**Entries of extracted data**
━━━━━━━━━━

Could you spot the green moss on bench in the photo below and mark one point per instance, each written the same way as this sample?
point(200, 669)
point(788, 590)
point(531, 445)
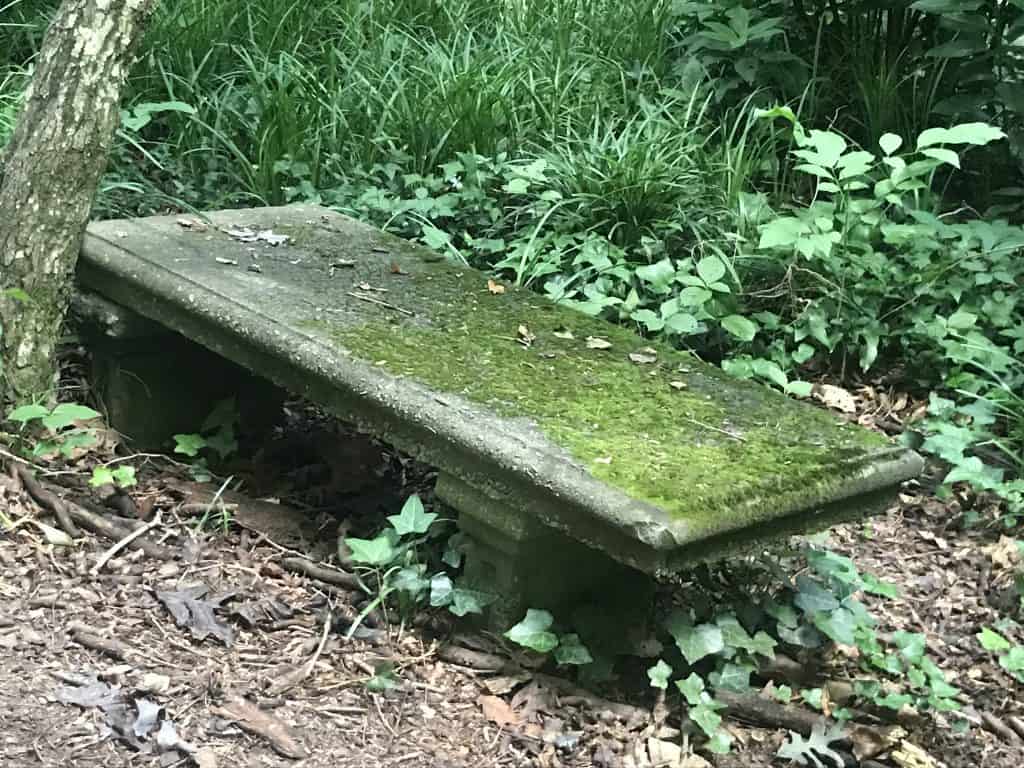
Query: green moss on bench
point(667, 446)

━━━━━━━━━━

**Written instruction**
Can you convert every line of the entries above into a JSON list of strings, one string per line, skipping blank lines and leaving the pictures out?

**Solution for this problem**
[
  "Could you spot the green moss on bench in the photo below and mark one point per instance, each written the same way as this sample?",
  "point(200, 669)",
  "point(788, 590)",
  "point(531, 445)",
  "Query: green moss on bench",
  "point(667, 446)"
]